- Excerpt to read -
- Opening Delimiter -

Having a hard time coping with being cut out of my sibling's life

Anonymous
Anonymous wrote:
Anonymous wrote:
Anonymous wrote:
Anonymous wrote:
Anonymous wrote:
Anonymous wrote:
Anonymous wrote:
Anonymous wrote:Honestly, it seems like maybe you were the dramatic one. You had a crisis, then relied on your sibling to refer you to a family friend/get the family friend’s advice. It sounds like you’re sibling actually did what you asked (idk why you think “they had no intention of helping you”) you just didn’t like the advice the family friend gave nor the timeliness of it (not your sibling’s fault). And then you freaked out because your time was up, even though you had had 2 weeks to figure it out (your fault). Again, it sounds like your sibling did what they were asked, so I could see them being frustrated with you when you took out your stress/anger on them. The rest of the family still supporting your sibling seems to suggest they don’t think what the sibling did was that bad, either. Your sibling clearly didn’t perform above and beyond like you expected them to (and your hurt feelings are valid if you thought your relationship was stronger/you could rely on them) but maybe you overreacted…?

- Closing Delimiter -

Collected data

- Opening Delimiter -

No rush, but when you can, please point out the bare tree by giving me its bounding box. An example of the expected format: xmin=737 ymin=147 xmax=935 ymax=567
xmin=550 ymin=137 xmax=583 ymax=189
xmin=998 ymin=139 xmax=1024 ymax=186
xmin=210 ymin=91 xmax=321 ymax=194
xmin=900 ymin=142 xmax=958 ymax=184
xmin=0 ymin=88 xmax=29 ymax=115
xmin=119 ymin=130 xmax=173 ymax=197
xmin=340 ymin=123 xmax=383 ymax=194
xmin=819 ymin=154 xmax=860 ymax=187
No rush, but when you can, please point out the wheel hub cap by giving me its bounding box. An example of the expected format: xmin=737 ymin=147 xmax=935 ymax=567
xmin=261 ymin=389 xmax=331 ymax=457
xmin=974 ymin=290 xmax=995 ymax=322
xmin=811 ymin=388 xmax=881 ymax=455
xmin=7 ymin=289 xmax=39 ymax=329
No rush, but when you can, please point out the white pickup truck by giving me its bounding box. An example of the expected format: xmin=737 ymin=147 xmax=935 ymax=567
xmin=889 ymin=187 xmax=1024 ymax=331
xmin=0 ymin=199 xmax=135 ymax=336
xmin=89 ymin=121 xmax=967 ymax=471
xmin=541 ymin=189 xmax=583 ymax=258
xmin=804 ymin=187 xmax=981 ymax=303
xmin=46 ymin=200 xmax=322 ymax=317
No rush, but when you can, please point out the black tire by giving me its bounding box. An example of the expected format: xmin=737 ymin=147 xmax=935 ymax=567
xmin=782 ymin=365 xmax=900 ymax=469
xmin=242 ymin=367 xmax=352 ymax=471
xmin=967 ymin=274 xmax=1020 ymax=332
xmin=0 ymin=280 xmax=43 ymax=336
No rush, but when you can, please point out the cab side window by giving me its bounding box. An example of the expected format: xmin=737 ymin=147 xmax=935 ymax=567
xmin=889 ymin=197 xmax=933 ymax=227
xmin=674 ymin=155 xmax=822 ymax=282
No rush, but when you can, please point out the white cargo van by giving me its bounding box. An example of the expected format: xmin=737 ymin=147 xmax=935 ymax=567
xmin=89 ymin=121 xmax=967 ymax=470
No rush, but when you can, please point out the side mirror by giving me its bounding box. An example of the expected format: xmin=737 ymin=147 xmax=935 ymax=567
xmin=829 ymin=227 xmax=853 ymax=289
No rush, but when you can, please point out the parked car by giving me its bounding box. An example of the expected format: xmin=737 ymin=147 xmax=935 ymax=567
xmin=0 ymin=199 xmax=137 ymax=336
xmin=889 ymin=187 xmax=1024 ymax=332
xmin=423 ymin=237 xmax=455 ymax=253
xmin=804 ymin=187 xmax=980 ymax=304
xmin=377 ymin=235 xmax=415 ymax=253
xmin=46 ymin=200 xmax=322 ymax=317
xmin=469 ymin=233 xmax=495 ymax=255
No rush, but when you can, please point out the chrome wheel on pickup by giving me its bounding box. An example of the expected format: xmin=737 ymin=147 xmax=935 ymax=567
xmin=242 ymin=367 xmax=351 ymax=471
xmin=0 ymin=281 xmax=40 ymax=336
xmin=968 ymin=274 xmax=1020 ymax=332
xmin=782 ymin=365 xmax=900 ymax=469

- Closing Delimiter -
- Opening Delimiter -

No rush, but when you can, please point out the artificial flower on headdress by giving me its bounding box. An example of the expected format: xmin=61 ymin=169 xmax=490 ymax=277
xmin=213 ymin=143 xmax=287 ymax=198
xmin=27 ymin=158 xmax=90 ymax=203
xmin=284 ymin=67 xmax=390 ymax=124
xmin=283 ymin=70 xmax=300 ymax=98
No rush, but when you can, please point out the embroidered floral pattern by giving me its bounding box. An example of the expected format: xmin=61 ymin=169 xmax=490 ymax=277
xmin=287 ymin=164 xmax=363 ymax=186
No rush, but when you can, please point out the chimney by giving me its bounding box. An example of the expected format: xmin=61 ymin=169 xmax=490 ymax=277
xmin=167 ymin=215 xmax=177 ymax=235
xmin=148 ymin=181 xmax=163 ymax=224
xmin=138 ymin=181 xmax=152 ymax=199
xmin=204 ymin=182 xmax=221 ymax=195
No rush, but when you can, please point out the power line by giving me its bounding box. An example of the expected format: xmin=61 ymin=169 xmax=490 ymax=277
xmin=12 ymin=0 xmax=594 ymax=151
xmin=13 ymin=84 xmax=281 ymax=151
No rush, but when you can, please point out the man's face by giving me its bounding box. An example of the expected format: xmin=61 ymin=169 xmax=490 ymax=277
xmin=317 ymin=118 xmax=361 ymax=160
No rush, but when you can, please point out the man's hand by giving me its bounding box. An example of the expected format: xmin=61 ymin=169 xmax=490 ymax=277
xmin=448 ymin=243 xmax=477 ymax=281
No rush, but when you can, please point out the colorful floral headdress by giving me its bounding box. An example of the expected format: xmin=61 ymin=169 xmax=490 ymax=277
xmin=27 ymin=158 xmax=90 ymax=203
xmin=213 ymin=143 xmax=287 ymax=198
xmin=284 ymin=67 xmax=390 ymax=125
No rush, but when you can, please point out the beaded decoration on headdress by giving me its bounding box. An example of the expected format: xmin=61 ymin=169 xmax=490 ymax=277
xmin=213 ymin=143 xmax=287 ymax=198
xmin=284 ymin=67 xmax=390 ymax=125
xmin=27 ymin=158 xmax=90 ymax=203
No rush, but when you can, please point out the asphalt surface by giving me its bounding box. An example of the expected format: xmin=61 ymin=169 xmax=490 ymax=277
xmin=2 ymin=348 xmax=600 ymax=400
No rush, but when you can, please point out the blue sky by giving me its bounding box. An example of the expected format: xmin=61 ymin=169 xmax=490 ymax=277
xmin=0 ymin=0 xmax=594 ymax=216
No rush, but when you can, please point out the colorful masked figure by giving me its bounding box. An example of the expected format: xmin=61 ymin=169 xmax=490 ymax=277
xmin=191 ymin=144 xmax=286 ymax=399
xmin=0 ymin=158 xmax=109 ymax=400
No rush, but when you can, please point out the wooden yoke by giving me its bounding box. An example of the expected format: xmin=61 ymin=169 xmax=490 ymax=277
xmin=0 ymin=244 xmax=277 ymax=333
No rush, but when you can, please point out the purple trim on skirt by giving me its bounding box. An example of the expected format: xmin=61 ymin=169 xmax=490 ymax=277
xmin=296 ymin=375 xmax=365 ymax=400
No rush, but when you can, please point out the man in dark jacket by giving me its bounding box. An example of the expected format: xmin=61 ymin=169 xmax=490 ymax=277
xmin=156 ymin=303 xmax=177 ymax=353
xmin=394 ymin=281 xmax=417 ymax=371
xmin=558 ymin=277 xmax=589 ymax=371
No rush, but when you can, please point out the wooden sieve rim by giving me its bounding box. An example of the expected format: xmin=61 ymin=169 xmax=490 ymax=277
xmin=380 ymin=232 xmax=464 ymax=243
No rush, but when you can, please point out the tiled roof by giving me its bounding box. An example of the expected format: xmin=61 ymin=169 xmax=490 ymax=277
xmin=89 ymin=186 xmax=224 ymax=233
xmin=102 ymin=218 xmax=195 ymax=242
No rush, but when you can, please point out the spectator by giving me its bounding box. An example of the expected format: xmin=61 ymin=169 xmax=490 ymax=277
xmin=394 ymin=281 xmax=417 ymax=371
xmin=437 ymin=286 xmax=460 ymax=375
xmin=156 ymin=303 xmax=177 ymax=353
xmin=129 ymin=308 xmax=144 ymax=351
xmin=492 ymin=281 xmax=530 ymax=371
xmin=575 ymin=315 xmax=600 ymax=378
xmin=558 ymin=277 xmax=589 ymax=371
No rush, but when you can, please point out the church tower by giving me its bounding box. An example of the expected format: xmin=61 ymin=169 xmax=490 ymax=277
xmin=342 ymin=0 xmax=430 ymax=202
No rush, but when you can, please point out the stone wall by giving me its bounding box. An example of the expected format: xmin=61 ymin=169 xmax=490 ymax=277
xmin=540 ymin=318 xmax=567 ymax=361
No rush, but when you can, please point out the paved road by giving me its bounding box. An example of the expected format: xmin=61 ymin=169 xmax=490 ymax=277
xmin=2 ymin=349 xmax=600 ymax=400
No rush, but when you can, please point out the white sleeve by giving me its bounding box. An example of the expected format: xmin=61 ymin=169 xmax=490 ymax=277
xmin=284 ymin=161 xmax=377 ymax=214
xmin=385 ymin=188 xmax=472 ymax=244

- Closing Delimiter -

- Action item -
Answer these questions about the forum post on being cut out of a sibling's life:
(a) How long does the reply say the original poster had to figure things out?
(b) Whose advice did the original poster rely on the sibling to get?
(c) According to the reply, whom does the rest of the family still support?

- Task output -
(a) 2 weeks
(b) A family friend's
(c) The sibling